== INFORMATION SUPPLIED ==
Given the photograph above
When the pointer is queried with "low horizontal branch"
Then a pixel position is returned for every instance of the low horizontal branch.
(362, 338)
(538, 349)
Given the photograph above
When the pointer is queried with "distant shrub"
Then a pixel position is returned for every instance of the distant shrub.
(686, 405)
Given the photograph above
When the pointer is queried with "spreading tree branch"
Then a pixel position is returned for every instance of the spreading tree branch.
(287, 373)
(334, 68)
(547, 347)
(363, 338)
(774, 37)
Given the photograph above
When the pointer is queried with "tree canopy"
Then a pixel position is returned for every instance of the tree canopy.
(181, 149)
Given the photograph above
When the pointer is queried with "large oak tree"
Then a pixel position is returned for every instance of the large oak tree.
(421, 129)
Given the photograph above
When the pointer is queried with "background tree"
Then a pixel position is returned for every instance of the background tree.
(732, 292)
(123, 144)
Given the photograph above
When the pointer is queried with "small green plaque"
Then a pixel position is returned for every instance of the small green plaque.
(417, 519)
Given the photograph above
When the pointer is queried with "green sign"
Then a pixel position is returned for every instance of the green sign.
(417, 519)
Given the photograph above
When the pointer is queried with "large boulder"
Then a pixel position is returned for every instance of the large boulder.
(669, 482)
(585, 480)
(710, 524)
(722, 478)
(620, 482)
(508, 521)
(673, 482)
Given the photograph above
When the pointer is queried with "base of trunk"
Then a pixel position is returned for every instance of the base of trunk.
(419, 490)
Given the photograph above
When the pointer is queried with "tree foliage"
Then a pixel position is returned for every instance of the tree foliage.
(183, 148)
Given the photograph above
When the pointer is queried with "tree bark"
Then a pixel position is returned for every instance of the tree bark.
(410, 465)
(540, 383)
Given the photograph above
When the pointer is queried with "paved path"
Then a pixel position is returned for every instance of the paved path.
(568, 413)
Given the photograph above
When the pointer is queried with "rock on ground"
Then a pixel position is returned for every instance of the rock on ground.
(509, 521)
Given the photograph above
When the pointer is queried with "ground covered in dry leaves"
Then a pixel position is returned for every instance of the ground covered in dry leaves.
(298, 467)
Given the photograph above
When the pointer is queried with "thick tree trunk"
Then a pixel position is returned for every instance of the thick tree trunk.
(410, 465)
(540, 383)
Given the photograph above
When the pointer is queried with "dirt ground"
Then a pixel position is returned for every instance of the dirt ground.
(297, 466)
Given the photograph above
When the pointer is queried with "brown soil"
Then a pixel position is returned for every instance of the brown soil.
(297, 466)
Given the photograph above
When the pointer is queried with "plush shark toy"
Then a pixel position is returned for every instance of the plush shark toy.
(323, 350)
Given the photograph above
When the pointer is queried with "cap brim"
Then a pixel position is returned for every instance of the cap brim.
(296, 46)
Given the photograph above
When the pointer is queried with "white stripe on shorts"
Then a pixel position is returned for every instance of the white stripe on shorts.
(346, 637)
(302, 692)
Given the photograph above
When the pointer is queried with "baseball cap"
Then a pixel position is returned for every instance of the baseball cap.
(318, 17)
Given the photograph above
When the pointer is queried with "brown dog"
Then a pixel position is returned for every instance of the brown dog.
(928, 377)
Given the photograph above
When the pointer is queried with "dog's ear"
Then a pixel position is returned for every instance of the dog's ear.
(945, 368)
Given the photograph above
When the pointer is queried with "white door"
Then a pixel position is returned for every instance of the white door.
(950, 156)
===
EXERCISE PROMPT — Everything from the line containing "the brown soil." through the last line of the records must be given again exactly; leave out all other lines.

TASK ANSWER —
Then a pixel position is returned for every instance of the brown soil.
(297, 466)
Given the photograph above
When the pointer is queried with "plush shark toy"
Then a pixel position is returned for every instance of the plush shark toy.
(323, 350)
Given the photograph above
When the pointer is queried with "cap brim"
Then a pixel position is returned for every instance of the cap brim.
(296, 46)
Given the photograph above
When the pointer is queried with "white stripe on shorts"
Then a pixel position is returned for every instance of the white stripe on shorts.
(346, 637)
(302, 692)
Given the photograph above
When the pointer is queried with "baseball cap"
Then a pixel position is returned for every instance of the baseball cap.
(318, 17)
Given the photograph above
When the pointer is queried with "brown dog"
Then a pixel position is returned for every instance of the brown dog.
(928, 377)
Given the photograph above
When the pointer is queried with "dog's ear"
Then a pixel position is returned for every instance of the dog's ear.
(945, 368)
Given the photograph above
When the pointer is queried with "white door"
Then a pixel position is returned for every instance of the white door.
(950, 156)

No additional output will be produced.